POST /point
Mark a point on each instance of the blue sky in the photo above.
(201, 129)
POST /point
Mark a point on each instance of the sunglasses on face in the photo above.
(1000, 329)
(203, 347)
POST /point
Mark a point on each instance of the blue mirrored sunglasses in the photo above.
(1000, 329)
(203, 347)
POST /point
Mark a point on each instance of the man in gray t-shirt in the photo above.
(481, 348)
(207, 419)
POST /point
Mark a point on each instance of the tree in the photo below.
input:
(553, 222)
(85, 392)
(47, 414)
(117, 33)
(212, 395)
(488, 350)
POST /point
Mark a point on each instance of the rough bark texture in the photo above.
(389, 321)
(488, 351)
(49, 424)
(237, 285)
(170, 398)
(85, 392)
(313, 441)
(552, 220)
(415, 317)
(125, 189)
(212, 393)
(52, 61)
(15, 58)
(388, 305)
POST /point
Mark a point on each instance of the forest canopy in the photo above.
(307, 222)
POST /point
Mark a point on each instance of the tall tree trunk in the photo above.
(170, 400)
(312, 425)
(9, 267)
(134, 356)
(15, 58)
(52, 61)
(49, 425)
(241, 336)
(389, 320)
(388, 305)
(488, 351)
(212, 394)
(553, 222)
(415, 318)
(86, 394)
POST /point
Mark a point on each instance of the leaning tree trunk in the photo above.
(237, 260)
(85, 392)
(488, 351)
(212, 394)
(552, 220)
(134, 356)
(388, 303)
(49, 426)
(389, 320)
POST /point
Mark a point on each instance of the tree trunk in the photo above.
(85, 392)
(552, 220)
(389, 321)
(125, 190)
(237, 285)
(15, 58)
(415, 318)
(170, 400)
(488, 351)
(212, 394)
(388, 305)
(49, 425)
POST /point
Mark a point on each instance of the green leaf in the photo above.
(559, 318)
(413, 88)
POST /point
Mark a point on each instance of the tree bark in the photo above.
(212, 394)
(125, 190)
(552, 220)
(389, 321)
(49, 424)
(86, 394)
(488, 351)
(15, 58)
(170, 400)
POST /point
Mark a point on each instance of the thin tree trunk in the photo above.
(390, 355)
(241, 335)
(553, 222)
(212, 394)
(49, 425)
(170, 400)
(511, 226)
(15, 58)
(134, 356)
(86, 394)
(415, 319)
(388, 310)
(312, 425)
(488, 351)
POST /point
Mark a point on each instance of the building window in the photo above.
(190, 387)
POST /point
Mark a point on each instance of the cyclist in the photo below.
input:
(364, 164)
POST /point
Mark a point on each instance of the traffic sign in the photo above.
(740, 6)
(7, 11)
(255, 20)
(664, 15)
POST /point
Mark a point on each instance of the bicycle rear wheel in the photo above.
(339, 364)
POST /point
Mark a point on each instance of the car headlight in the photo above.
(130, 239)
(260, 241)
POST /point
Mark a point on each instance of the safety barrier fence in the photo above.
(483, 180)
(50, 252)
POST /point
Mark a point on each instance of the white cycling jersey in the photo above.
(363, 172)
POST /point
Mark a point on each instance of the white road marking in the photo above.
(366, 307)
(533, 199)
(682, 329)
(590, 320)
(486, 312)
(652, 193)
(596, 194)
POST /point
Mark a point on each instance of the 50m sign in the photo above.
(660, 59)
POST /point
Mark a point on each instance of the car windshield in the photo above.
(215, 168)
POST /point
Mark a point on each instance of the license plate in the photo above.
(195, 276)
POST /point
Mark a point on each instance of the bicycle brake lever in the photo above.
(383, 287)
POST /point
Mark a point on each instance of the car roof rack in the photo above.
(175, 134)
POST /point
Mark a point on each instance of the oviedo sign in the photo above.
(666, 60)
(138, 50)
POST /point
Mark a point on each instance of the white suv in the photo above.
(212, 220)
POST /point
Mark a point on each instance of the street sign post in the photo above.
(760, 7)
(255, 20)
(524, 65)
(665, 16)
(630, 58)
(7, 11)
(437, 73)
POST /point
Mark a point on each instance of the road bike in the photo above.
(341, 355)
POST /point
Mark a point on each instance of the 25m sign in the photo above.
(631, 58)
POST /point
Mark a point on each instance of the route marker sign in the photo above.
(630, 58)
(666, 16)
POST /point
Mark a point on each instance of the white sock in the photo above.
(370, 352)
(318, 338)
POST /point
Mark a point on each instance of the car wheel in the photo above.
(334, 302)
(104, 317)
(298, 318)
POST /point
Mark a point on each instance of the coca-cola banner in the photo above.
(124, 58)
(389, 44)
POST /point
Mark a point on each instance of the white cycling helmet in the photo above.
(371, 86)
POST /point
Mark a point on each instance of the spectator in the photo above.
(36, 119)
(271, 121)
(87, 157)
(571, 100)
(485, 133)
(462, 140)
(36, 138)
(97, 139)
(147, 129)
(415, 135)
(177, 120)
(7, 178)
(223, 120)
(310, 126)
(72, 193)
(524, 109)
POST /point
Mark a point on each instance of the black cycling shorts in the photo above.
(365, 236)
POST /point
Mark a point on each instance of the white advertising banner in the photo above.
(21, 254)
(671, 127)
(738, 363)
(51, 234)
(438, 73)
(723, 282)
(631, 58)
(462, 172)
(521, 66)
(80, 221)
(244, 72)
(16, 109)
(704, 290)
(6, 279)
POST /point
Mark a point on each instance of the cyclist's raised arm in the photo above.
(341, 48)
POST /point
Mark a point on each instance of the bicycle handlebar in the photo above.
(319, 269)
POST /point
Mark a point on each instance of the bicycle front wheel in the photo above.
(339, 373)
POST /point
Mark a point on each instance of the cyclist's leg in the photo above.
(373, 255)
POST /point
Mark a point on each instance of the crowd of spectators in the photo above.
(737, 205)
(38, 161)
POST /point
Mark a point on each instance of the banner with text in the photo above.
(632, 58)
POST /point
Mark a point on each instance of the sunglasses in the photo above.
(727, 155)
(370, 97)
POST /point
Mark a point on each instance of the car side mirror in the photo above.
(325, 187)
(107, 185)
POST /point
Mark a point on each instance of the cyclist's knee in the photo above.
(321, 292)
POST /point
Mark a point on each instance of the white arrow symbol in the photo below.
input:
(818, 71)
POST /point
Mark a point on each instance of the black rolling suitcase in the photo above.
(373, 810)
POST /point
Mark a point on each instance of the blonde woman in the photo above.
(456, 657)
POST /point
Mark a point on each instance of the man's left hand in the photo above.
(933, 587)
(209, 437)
○ ○ ○
Go through the material above line by line and copy it exactly.

POST /point
Mark a point on each instance of the blue sky in the photo above.
(201, 129)
POST /point
Mark a point on each instance of the sunglasses on face in the photo above.
(1000, 329)
(203, 347)
POST /point
Mark a point on each instance of the blue mirrored sunglasses in the photo above.
(1000, 329)
(203, 347)
POST /point
Mark a point on each instance of the man in gray t-shirt in the photo above.
(481, 348)
(207, 419)
POST /point
Mark a point on each instance of the tree in the photo below.
input:
(553, 222)
(85, 392)
(47, 414)
(117, 33)
(212, 395)
(488, 350)
POST /point
Mark a point on each instance of the rough bark texture in the photo above.
(389, 321)
(488, 351)
(49, 424)
(237, 285)
(170, 398)
(85, 392)
(313, 441)
(552, 220)
(415, 317)
(125, 189)
(212, 393)
(52, 61)
(15, 58)
(388, 305)
POST /point
Mark a point on each instance of the forest canopy in the photo above.
(307, 222)
POST /point
Mark a point on each instance of the tall tree trunk in the photo above.
(170, 400)
(312, 425)
(9, 267)
(134, 356)
(15, 58)
(52, 61)
(49, 425)
(241, 336)
(389, 320)
(388, 305)
(488, 351)
(212, 394)
(553, 222)
(415, 318)
(86, 394)
POST /point
Mark a point on each instance of the leaning tree trunk in the photo above.
(237, 260)
(85, 392)
(488, 351)
(212, 394)
(552, 220)
(134, 356)
(388, 303)
(49, 426)
(389, 320)
POST /point
Mark a point on each instance of the tree trunk in the photo above.
(85, 392)
(552, 220)
(389, 321)
(125, 190)
(237, 285)
(15, 58)
(415, 318)
(170, 400)
(488, 351)
(212, 394)
(388, 305)
(49, 425)
POST /point
Mark a point on each instance of the green leaf in the photo above.
(559, 318)
(413, 88)
POST /point
Mark a point on each instance of the tree bark in the photo above.
(212, 394)
(125, 190)
(552, 220)
(389, 321)
(49, 424)
(86, 394)
(488, 351)
(15, 58)
(170, 400)
POST /point
Mark a point on each instance of the thin tree trunk in the photo above.
(390, 355)
(241, 335)
(553, 222)
(212, 394)
(49, 425)
(170, 400)
(511, 226)
(15, 58)
(134, 356)
(86, 394)
(415, 319)
(388, 310)
(312, 425)
(488, 351)
POST /point
Mark a point on each instance of the building window in the photo above.
(190, 387)
POST /point
Mark a point on each instance of the cyclist in the photo below.
input:
(364, 164)
POST /point
Mark a point on each instance of the traffic sign in the photo above.
(740, 6)
(7, 11)
(255, 20)
(664, 15)
POST /point
Mark a point on each instance of the bicycle rear wheel in the photo above.
(339, 364)
POST /point
Mark a point on each instance of the car headlight in the photo above.
(130, 239)
(260, 241)
POST /point
Mark a point on each instance of the safety barrier fence in the photo above.
(483, 180)
(50, 252)
POST /point
Mark a point on each instance of the white cycling jersey in the photo above.
(363, 172)
POST /point
Mark a point on each instance of the white road marking in the photo above.
(366, 307)
(533, 199)
(682, 329)
(590, 320)
(486, 312)
(652, 193)
(596, 194)
POST /point
Mark a point on each instance of the 50m sign in the photo above.
(660, 59)
POST /point
Mark a point on each instance of the car windshield in the photo above.
(215, 168)
POST /point
Mark a point on each instance of the license plate in the photo above.
(195, 276)
POST /point
Mark a point on each instance of the bicycle brake lever in the photo above.
(383, 287)
POST /point
Mark a point on each instance of the car roof rack in the photo above.
(175, 134)
POST /point
Mark a point on each instance of the oviedo sign in the photo above.
(666, 60)
(138, 50)
POST /point
Mark a point on each instance of the white suv in the photo above.
(212, 220)
POST /point
Mark a point on each instance of the street sign post in the photo above.
(760, 7)
(255, 20)
(524, 65)
(665, 16)
(630, 58)
(7, 11)
(437, 73)
POST /point
Mark a point on each instance of the road bike in the photo above.
(341, 355)
POST /point
Mark a point on each instance of the 25m sign in the photo above.
(631, 58)
POST /point
Mark a point on each instance of the route marker sign in the photo above.
(630, 58)
(666, 16)
POST /point
Mark a point on each instance of the white sock in the photo above.
(370, 352)
(318, 338)
POST /point
Mark a point on each instance of the car wheel in the photo above.
(334, 302)
(104, 317)
(298, 318)
POST /point
Mark a point on each instance of the coca-cola banner in the photo above.
(124, 58)
(389, 44)
POST /point
Mark a point on each instance of the white cycling helmet in the photo above.
(371, 86)
POST /point
Mark a point on each instance of the spectator in the photo above.
(36, 119)
(271, 121)
(87, 157)
(571, 100)
(485, 133)
(462, 140)
(36, 138)
(97, 139)
(147, 129)
(415, 135)
(177, 120)
(7, 178)
(223, 120)
(310, 126)
(72, 193)
(524, 109)
POST /point
Mark a point on each instance of the black cycling shorts in the photo above.
(365, 236)
POST /point
Mark a point on each instance of the white advertising banner in the photo above.
(21, 254)
(671, 127)
(738, 363)
(51, 234)
(438, 73)
(723, 282)
(631, 58)
(462, 172)
(521, 66)
(80, 221)
(244, 72)
(16, 109)
(704, 290)
(6, 279)
POST /point
Mark a point on each instance of the cyclist's raised arm in the photo above.
(341, 48)
POST /point
Mark a point on each instance of the bicycle handlebar in the photo above.
(319, 269)
POST /point
Mark a point on each instance of the bicycle front wheel in the photo above.
(339, 373)
POST /point
Mark a point on each instance of the cyclist's leg in the photo above.
(373, 255)
POST /point
Mark a point on each instance of the crowd of spectators in the photo above.
(737, 205)
(38, 161)
POST /point
Mark a point on each instance of the banner with text in the photo above.
(632, 58)
POST /point
Mark a point on each instance of the sunglasses in the photo above.
(727, 155)
(370, 97)
POST /point
Mark a point on each instance of the car side mirror in the photo above.
(325, 187)
(107, 185)
POST /point
Mark a point on each instance of the cyclist's knee in the photo above.
(321, 292)
POST /point
Mark a point on each instance of the white arrow symbol in the photo below.
input:
(818, 71)
POST /point
Mark a point on each instance of the black rolling suitcase in the photo above.
(373, 810)
POST /point
Mark a point on each instance of the blonde woman in the photo above.
(456, 657)
POST /point
Mark a point on each instance of the man's left hand in the photo above.
(933, 587)
(209, 437)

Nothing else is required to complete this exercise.